## TASK GOAL:
In the records below, find the line containing "Note to the class: find the stacked"; restate it and every later line word for word, through the last.

[[ EXTRACTED MATERIAL, beginning ]]

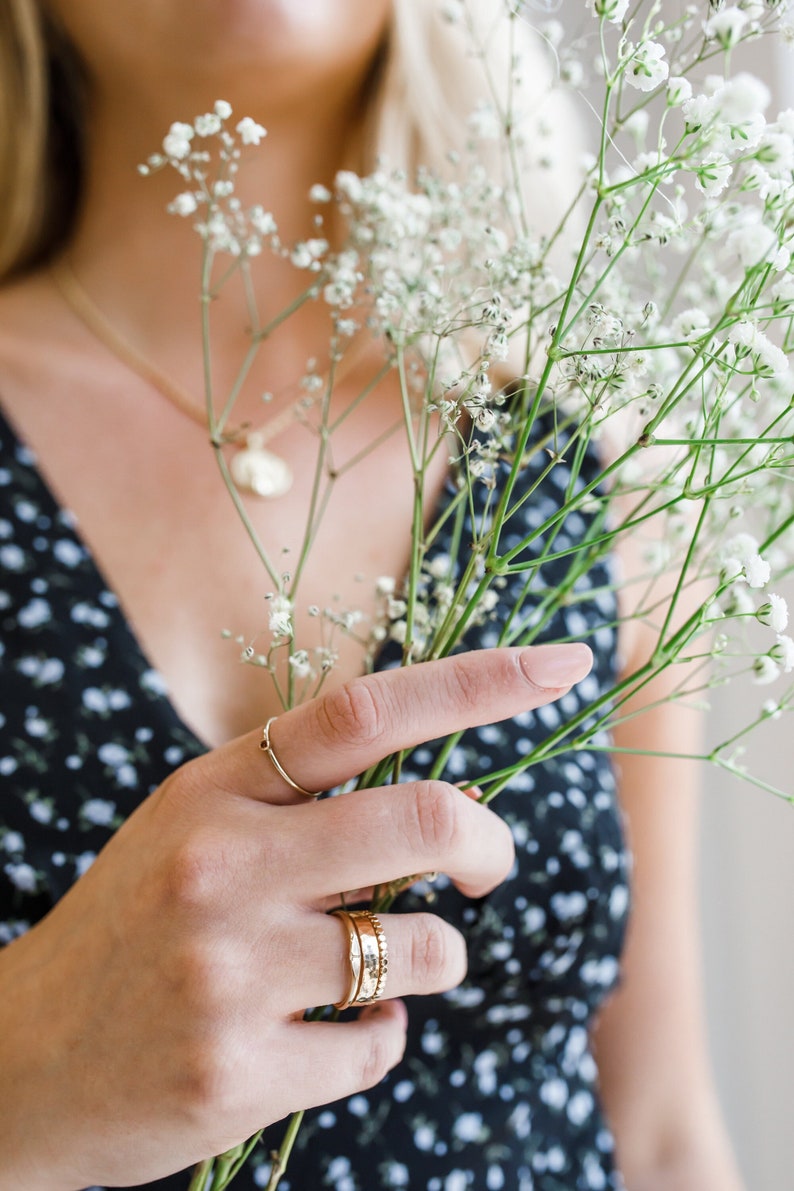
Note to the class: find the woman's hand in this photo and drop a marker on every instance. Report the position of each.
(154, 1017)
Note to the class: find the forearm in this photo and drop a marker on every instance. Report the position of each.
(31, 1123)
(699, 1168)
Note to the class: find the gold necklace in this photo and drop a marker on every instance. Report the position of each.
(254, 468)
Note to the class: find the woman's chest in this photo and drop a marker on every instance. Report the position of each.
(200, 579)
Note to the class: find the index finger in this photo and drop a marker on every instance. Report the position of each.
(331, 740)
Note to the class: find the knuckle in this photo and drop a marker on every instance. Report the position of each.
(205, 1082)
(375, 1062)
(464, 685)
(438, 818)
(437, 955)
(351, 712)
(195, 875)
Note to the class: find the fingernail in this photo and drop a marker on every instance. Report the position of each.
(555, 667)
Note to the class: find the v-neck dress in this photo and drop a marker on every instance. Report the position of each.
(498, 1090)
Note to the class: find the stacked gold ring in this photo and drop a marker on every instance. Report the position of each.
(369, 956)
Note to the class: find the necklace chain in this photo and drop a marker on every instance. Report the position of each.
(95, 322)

[[ EXTRACTED MATERIAL, end ]]

## TASK RESPONSE:
Note to the class: find the stacked gold ring in this photo and drop a marker on every instance. Report the position of each.
(369, 956)
Note to the class: find the necklace chain in this photo and drop a marker on every instance. Report the position of each.
(95, 322)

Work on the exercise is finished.